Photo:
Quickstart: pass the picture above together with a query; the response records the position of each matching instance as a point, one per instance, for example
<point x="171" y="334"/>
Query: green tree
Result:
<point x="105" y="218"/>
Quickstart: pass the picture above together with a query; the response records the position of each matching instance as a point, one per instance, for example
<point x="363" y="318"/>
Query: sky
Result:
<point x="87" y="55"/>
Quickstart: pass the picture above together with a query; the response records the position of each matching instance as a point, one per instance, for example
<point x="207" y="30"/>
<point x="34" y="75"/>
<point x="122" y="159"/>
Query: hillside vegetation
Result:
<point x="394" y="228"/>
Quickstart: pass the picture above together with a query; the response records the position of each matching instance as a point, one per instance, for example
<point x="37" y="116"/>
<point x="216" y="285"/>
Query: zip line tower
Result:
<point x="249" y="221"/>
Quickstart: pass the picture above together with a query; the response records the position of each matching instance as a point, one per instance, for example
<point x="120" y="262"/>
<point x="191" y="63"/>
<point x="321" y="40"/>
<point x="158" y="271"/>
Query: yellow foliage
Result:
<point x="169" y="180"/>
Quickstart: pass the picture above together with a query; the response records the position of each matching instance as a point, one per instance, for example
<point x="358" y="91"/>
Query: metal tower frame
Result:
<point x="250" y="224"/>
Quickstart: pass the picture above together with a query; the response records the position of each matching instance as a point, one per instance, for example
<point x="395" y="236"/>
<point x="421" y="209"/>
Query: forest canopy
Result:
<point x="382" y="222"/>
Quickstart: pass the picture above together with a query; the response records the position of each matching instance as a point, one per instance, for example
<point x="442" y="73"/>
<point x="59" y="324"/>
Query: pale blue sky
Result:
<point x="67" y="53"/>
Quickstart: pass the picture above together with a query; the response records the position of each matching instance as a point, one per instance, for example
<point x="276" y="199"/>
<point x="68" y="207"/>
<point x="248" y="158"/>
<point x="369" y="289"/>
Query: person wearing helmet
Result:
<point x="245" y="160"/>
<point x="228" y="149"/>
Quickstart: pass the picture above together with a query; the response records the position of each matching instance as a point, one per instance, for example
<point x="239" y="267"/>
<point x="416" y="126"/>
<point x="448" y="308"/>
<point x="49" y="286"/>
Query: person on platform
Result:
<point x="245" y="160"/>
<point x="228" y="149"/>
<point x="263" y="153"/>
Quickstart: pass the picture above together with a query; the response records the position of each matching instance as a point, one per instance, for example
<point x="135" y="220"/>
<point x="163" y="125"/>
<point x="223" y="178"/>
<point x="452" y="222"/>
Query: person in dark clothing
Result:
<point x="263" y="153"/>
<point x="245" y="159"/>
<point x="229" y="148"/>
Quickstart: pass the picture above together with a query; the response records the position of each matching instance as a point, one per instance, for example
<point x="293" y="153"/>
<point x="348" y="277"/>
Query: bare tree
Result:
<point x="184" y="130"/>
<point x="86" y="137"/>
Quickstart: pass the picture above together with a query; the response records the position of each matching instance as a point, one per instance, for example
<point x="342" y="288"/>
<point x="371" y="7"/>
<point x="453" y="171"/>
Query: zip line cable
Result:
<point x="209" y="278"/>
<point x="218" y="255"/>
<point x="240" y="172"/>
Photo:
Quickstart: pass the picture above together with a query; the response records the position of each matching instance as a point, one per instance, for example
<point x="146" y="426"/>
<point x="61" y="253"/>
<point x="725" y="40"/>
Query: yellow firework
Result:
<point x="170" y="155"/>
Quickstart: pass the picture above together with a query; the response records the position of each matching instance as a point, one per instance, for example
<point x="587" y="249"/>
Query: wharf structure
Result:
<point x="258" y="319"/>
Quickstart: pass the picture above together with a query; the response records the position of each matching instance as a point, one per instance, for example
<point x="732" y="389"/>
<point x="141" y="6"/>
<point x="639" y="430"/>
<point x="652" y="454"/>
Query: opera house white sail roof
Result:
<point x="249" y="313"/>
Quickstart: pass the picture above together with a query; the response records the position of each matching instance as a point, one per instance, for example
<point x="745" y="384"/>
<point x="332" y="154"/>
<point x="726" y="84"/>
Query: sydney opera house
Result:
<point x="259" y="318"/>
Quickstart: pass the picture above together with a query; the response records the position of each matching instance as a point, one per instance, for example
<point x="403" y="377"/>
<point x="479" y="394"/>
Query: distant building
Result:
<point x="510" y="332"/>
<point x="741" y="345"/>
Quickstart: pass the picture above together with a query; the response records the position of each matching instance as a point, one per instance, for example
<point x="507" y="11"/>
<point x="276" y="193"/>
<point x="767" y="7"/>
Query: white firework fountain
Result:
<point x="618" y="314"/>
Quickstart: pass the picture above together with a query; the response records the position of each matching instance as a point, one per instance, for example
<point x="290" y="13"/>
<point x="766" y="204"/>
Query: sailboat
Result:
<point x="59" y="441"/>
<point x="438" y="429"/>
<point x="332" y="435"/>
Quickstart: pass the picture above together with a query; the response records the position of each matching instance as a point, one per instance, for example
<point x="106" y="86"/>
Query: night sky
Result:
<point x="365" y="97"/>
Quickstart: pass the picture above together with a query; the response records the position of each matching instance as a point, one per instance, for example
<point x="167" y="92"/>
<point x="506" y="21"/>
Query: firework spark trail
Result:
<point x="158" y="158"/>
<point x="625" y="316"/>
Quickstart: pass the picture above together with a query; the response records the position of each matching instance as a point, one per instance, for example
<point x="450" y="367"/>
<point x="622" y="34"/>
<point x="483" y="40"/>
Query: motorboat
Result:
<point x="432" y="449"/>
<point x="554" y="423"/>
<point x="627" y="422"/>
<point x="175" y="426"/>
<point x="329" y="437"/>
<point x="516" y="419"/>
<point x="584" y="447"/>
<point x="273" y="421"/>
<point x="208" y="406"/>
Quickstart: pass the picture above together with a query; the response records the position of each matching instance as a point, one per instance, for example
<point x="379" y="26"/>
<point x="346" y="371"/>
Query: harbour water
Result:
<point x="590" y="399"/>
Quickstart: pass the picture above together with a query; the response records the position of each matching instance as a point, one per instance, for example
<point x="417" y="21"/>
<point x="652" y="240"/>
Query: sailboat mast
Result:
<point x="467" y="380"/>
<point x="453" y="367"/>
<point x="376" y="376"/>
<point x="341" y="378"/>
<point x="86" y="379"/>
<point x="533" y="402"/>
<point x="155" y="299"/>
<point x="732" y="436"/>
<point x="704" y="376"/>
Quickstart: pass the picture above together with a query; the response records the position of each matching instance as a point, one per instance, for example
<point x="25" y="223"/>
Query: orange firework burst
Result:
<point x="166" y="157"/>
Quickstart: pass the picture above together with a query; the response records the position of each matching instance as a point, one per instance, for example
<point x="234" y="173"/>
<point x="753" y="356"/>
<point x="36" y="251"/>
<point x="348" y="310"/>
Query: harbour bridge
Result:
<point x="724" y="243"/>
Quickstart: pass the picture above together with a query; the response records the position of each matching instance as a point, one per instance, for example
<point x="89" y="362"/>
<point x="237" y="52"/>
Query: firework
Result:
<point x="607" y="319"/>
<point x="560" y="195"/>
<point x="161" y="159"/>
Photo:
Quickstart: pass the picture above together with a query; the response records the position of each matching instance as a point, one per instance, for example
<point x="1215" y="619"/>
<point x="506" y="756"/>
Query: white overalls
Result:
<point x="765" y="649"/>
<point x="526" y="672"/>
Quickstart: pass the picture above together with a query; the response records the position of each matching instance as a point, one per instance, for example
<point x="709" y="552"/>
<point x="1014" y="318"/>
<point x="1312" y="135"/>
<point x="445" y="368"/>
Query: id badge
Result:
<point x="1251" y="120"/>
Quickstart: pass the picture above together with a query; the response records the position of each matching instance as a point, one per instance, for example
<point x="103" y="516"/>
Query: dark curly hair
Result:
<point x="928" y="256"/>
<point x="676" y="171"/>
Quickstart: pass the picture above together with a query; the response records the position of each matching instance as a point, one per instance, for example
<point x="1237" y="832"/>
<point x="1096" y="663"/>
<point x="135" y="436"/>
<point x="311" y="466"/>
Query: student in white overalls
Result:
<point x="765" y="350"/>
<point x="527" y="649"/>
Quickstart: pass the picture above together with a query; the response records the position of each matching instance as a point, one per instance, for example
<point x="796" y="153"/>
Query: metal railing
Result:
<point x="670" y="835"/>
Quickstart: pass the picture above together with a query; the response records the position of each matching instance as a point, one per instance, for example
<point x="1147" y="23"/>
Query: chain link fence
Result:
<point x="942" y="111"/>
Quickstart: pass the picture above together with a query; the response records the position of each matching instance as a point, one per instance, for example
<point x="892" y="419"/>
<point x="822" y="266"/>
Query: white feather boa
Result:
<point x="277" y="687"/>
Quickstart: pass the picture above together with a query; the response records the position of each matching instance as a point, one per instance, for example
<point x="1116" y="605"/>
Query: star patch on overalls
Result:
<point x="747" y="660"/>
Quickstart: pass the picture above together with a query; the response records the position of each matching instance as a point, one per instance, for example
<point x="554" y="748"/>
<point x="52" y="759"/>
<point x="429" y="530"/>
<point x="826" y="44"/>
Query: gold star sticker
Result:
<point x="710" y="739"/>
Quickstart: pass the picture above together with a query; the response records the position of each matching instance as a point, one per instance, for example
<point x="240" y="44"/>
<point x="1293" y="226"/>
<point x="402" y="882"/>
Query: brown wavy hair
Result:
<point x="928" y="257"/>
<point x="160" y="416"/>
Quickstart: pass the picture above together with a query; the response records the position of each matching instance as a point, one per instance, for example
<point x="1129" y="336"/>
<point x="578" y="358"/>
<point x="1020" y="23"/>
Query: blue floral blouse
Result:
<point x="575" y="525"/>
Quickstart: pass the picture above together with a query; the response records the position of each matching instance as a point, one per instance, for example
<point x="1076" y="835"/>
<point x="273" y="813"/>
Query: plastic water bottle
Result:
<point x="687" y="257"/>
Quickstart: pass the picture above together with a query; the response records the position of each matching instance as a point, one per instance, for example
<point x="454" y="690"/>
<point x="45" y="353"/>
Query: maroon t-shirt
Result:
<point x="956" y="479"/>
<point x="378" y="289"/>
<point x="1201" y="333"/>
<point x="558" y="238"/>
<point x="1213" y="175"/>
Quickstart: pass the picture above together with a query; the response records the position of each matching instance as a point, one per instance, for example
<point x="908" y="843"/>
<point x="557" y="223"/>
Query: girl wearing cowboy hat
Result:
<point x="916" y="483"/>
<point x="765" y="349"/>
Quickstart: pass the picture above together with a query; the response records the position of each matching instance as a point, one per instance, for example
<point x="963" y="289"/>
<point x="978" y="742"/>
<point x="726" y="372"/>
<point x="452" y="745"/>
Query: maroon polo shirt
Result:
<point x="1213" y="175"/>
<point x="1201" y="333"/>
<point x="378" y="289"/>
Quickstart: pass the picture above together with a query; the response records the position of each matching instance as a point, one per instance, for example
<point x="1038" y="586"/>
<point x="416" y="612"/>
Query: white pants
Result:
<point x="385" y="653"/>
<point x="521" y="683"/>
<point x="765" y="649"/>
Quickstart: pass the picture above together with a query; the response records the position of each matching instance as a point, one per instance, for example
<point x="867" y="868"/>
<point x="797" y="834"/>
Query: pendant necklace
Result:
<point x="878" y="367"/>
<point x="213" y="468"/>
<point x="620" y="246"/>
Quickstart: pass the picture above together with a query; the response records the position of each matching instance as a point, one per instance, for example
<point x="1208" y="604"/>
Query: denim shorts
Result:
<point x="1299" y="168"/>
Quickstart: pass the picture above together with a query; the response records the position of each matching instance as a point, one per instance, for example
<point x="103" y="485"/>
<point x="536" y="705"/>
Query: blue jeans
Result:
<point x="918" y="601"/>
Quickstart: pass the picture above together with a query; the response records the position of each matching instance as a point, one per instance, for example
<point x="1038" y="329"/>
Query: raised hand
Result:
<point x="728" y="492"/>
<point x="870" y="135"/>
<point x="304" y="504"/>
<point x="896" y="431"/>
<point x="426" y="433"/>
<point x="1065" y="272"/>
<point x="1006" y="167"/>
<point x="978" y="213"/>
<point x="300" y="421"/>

■ ■ ■

Could you collect every line of the material above that contains the word "tower"?

(Written answer):
Query: zip line tower
Query: metal tower frame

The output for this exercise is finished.